[Extrait du texte]

Le blog de Daniel Zaugg

constituante

La constituante veut redéfinir la majorité à 70% !!

C´est en tout cas l´effet de l´une des propositions de la commission des droits politiques de la constituante : « La commission souhaite que de nouvelles formes de référendums soient créées: au Grand Conseil, une minorité de trente élus pourrait mettre en cause une décision votée par la majorité » (Le Temps, 9 mars 2010)

Cela revient à dire que n´importe quelle minorité (libéraux-radicaux 31 voix, socialistes-verts 32 voix, MCG-socialistes 32 voix, etc…) pourra déclencher un référendum !

On en arrivera immanquablement à l´une des deux configurations suivantes :

  • Tout groupe qui perdra un vote, à moins qu´il ne soit extrêmement minoritaire, tentera de sauver sa proposition en la soumettant peuple. Si cette situation devait se produire :
    • chaque dimanche de fin de mois sera un dimanche de votations avec cinq ou six objets à l´ordre du jour.
    • les coûts des envois et de la préparation des argumentaires de vote exploseront de manière phénoménale.

[/Extrait du texte]

* _Consignes_
#1 Dans l'extrait sur la constituante, recopiez le passage compris entre « La constituante veut » et « 9 mars 2010) », bornes incluses, en remplaçant « commission » par « délégation ».
#2 D'après l'extrait sur la constituante, combien d'élus du Grand Conseil pourraient mettre en cause une décision votée par la majorité ?
#3 Prolongez le billet sur la constituante après sa dernière phrase.
Les données qui suivent proviennent d'une autre source.

[Données ci-dessous]

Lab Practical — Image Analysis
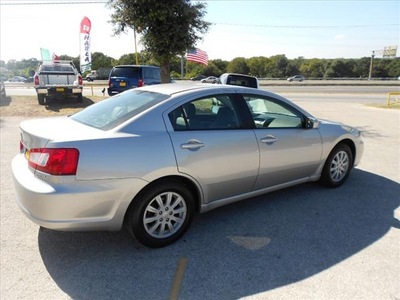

[/Données ci-dessous]

* _Réponses par consigne_
#1
La constituante veut redéfinir la majorité à 70% !!

C´est en tout cas l´effet de l´une des propositions de la délégation des droits politiques de la constituante : « La délégation souhaite que de nouvelles formes de référendums soient créées: au Grand Conseil, une minorité de trente élus pourrait mettre en cause une décision votée par la majorité » (Le Temps, 9 mars 2010)

#2 Trente élus.

#3
  • L´autre configuration, qui a pour improbable prémisse que l´ensemble de la classe politique se montre raisonnable, impliquerait que le Grand Conseil, pour éviter de se retrouver dans le premier cas de figure, ne vote plus que des objets largement consensuels à une majorité de plus de 70% ! L´immobilisme absolu !

Je vous en conjure, Mesdames et Messieurs les constituants ,

Ne tuez pas la démocratie !

L´idée de conférer au Grand Conseil la possibilité de soumettre une loi au vote populaire n´est pas nouvelle, ni même mauvaise : certaines décisions importantes, comme par exemple la récente votation sur le CEVA, le méritent largement.

Cependant, il n´en va pas de même de la plupart des décisions prises par les députés.

Non pas, et j´entends venir les populistes, parce que le peuple n´est pas assez sage pour les prendre, mais tout simplement parce qu´il n´a pas le temps de les traiter d´une façon aussi exhaustive que le font les élus.

Petit rappel des fondements de notre démocratie représentative : le peuple élit des députés auxquels il délègue la tâche d´expédier les affaires courantes en matière législative.

Pour chaque projet de loi ces élus vont :

  • effectuer des auditions pour prendre connaissance des tenants et aboutissants de la proposition
  • délibérer en commission et éventuellement amender le projet
  • présenter le résultat de ces délibérations en plénière
  • … et finalement voter ou refuser le projet

Ce processus, qui peut prendre des semaines ou des mois, représente un investissement en temps considérable, largement incompatible avec une vie active normale.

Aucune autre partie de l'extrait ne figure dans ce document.